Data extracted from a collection
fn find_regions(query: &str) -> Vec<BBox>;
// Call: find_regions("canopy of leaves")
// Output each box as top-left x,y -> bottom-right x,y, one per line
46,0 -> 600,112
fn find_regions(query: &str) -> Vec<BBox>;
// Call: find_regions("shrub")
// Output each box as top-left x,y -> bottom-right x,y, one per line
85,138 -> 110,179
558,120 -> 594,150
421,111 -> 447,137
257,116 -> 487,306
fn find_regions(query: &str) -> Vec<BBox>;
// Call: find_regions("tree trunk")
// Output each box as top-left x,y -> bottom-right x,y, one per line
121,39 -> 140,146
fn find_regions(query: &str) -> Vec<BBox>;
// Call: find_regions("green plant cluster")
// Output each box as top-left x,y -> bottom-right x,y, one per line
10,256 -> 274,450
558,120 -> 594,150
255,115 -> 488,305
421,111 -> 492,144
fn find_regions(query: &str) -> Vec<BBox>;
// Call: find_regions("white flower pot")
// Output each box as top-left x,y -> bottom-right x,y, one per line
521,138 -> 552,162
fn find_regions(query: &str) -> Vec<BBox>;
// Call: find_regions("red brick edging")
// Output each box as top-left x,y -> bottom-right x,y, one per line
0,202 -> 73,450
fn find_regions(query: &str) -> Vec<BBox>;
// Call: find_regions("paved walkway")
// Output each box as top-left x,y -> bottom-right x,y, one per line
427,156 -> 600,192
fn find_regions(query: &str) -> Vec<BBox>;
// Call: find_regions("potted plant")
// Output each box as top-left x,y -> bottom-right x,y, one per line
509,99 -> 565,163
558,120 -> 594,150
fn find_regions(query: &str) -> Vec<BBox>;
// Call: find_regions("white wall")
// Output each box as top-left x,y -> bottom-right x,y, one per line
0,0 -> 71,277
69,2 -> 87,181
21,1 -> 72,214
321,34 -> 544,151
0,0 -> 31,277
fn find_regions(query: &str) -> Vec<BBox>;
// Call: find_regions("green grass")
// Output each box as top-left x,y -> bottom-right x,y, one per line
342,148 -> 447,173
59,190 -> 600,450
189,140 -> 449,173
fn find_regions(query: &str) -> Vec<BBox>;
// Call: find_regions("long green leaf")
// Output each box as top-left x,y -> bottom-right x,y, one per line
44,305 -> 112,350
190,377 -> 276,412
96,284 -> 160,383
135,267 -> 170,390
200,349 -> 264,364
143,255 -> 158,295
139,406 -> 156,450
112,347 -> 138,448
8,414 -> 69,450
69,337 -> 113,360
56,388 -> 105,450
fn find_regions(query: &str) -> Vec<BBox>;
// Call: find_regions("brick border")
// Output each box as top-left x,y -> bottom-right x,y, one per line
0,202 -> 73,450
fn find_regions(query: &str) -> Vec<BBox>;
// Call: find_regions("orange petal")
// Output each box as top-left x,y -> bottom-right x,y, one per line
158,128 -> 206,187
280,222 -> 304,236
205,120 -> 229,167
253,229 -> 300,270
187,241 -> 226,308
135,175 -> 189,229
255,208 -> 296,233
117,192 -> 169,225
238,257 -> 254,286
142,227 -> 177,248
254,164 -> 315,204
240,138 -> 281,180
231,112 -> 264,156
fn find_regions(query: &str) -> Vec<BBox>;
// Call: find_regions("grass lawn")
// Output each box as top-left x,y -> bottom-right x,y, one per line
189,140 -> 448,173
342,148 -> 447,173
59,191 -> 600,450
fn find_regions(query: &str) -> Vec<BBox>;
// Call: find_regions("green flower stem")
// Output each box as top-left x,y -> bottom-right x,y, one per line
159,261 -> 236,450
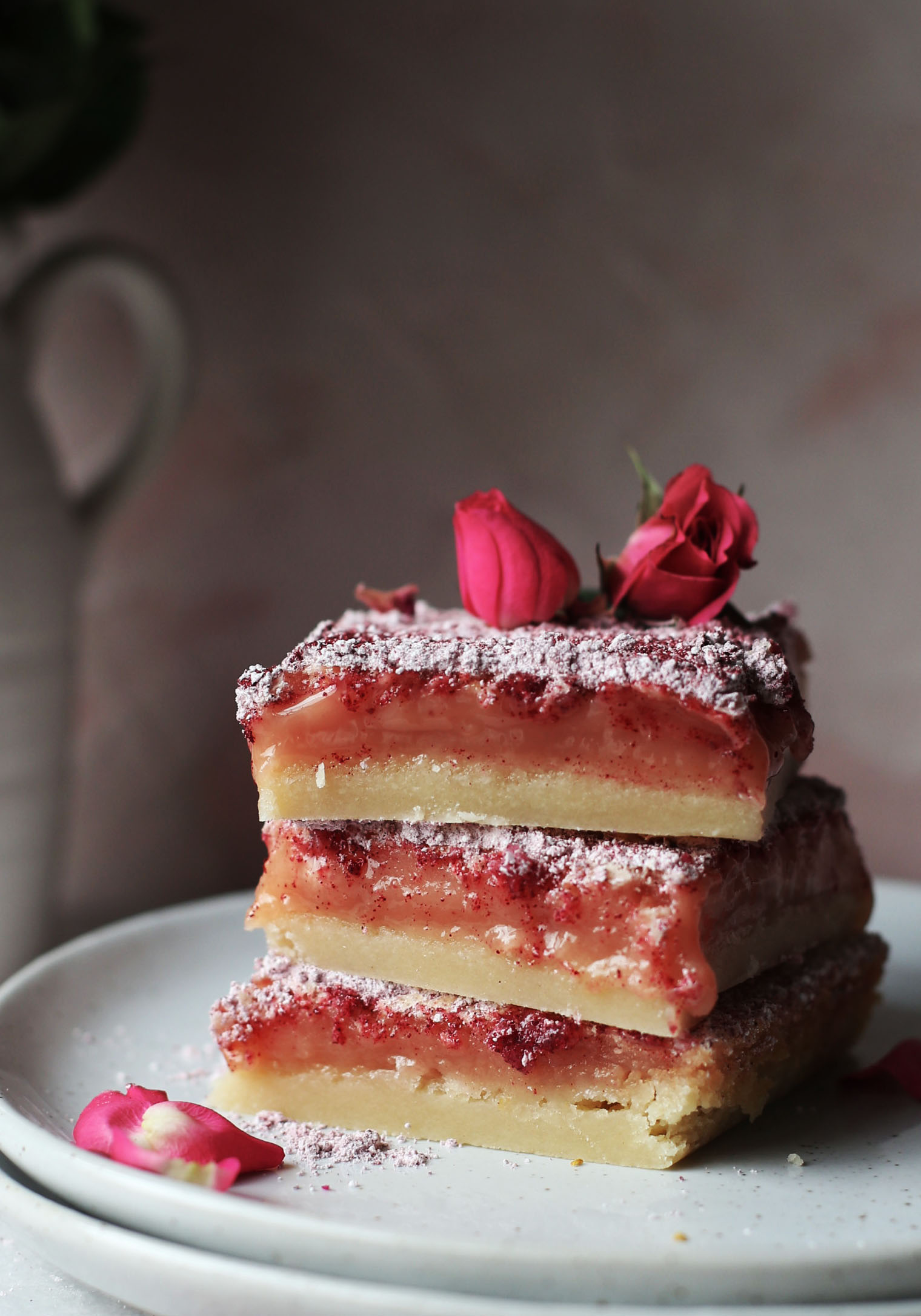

- GIVEN PROBLEM
Shift every coordinate in the answers by -72, and write out again all lines of the listing from the start through the line containing "46,0 -> 600,112", including the requests.

- COMPLETED TASK
fn find_regions(query: &str) -> Vec<BBox>;
// Call: find_regions("canopy of leaves")
// Output each box as top-left x,y -> bottom-right x,y, one per line
-26,-72 -> 528,40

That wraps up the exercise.